READING PASSAGE:
········
Five day strike called by hospital staff

21 June 2018, 13:21 | Updated: 21 June 2018, 13:23

unison picket

Health workers are gearing up for industrial action in protest at increasing numbers of contracts being outsourced to private companies.

Unison said a growing number of NHS Trusts were setting up subsidiary companies and transferring cleaning, maintenance and back office jobs.

Trusts were moving across the lowest paid workers but could start switching medical staff to the so-called subcos, the union warned.

Staff being transferred have most of their terms and conditions protected but new starters are employed on different contracts and are not enrolled in the NHS pension scheme, officials said.

Strike action will be taken at the Wrightington, Wigan and Leigh NHS Foundation Trust later this month by members of Unison and Unite, which represents electricians, plumbers and fitters at Wrightington Hospital, Wigan's Royal Albert Edward Infirmary and Leigh Infirmary.

The Trust is proposing that the workers' jobs will be outsourced to a subsidiary company WWL Solutions Ltd.

Disputes are also brewing in other parts of England, including Yorkshire.

A Unison official said: "Tens of thousands of NHS jobs on decent terms and conditions are at risk from this spate of companies being set up across England.

"People are proud to work for the NHS, they don't want to be transferred to a private company."

Unison officials suspect the increase in outsourcing is being driven by the Government and warn of the potential for a two tier workforce being set up.

Unison head of health Sara Gorton said: "The amount of public money being frittered away on transferring NHS staff to private companies is a disgrace, especially at a time when there's such a huge squeeze on resources.

"These wholly owned subsidiaries are creating a two tier workforce where new staff are likely to be far worse off in terms of their pay and pensions.

"There is also no evidence that these new companies improve efficiency or productivity.

"Porters, cleaners and other staff chose to be part of the NHS team, not to be contracted out and treated like second-class employees."
········
EXTRACTED ENTRIES:
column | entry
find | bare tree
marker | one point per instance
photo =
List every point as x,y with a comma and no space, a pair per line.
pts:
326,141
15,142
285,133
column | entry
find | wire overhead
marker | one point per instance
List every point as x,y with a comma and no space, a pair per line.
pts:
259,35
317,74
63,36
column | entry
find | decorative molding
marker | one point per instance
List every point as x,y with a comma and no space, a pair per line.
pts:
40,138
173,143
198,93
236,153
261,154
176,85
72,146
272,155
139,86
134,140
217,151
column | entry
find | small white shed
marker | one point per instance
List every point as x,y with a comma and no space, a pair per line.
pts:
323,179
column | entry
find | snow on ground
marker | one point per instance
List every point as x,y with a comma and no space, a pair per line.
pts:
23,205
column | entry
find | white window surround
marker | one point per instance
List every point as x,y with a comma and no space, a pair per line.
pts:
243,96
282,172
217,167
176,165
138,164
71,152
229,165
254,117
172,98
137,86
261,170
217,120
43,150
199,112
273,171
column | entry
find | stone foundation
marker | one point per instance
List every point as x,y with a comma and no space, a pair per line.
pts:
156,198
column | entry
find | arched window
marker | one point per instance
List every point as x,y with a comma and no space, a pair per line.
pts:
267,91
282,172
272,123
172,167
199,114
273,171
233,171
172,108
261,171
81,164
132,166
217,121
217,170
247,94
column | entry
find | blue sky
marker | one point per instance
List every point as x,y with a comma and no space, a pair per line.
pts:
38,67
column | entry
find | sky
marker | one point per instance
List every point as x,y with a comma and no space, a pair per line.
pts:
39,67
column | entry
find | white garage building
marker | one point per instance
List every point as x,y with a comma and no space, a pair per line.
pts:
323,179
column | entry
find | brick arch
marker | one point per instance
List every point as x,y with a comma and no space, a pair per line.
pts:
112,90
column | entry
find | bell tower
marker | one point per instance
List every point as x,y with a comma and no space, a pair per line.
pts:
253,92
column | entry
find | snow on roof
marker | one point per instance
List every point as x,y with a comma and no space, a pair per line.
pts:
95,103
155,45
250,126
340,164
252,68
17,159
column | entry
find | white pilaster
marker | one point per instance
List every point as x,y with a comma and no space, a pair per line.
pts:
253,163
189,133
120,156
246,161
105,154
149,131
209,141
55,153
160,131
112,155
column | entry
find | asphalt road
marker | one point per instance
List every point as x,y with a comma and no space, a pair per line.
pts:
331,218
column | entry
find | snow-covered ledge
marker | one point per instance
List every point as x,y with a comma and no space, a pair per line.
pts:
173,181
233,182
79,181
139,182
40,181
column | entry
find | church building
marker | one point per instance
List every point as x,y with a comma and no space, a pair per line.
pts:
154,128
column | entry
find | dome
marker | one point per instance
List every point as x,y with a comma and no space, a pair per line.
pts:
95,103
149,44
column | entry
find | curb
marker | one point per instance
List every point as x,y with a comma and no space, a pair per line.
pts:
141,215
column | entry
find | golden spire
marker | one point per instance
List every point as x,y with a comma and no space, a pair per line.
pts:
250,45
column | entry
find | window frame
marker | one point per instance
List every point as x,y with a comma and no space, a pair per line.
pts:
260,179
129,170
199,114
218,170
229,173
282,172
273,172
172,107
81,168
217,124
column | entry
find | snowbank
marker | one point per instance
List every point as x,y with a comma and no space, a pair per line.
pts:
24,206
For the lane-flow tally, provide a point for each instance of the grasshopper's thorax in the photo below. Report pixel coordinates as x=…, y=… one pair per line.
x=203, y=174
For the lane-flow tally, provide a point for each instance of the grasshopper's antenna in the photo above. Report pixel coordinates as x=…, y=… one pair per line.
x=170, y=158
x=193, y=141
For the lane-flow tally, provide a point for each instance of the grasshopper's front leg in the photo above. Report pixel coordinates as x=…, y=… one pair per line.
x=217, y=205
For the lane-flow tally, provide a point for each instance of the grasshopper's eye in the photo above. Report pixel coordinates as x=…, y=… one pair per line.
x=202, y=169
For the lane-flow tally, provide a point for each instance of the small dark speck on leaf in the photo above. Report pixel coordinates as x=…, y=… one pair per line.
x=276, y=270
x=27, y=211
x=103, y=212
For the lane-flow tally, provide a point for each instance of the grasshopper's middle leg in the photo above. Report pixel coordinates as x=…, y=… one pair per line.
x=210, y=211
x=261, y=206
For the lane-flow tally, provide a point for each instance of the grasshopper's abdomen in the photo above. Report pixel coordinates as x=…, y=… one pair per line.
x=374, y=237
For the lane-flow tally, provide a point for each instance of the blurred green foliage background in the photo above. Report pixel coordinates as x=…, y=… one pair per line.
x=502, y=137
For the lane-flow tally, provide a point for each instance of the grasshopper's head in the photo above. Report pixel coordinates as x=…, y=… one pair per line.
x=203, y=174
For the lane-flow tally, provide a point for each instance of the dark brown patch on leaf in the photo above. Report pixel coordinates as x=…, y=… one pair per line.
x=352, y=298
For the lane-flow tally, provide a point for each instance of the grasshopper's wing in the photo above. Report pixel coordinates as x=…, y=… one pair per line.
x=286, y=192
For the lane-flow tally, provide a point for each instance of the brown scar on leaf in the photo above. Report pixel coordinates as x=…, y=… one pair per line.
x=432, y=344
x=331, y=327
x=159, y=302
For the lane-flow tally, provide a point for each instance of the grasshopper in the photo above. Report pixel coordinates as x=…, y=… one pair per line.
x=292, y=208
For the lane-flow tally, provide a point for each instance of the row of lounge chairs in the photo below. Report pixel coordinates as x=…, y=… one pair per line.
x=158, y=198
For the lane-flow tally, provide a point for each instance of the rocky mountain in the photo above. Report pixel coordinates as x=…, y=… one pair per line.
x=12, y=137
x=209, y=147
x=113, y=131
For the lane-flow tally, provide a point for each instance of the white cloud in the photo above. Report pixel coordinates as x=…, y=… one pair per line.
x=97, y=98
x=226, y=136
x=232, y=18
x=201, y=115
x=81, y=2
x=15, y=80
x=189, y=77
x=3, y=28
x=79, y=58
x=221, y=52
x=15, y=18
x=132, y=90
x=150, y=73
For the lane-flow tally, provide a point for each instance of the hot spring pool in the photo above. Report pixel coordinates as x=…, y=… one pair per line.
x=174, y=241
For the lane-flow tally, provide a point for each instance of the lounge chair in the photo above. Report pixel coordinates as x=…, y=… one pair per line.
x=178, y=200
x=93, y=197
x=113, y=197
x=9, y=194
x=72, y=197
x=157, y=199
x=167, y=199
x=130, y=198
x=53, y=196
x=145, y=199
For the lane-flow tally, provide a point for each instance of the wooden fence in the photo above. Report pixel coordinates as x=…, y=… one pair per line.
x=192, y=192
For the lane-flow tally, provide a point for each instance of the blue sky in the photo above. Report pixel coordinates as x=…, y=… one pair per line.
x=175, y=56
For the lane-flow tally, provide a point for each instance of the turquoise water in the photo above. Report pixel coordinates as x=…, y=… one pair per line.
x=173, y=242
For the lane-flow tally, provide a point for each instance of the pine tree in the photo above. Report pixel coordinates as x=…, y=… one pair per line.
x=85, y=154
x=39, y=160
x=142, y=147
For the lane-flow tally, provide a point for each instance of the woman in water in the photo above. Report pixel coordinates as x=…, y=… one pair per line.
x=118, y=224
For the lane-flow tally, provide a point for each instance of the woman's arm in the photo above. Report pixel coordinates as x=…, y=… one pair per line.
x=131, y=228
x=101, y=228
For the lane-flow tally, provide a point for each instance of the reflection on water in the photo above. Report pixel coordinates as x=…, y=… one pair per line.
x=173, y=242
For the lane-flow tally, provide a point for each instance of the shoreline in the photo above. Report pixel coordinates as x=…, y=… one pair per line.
········
TO DO:
Copy the hospital strike article word for word, starting at the words "A Unison official" and ending after "efficiency or productivity.". Work only from the hospital strike article.

REPLY:
A Unison official said: "Tens of thousands of NHS jobs on decent terms and conditions are at risk from this spate of companies being set up across England.

"People are proud to work for the NHS, they don't want to be transferred to a private company."

Unison officials suspect the increase in outsourcing is being driven by the Government and warn of the potential for a two tier workforce being set up.

Unison head of health Sara Gorton said: "The amount of public money being frittered away on transferring NHS staff to private companies is a disgrace, especially at a time when there's such a huge squeeze on resources.

"These wholly owned subsidiaries are creating a two tier workforce where new staff are likely to be far worse off in terms of their pay and pensions.

"There is also no evidence that these new companies improve efficiency or productivity.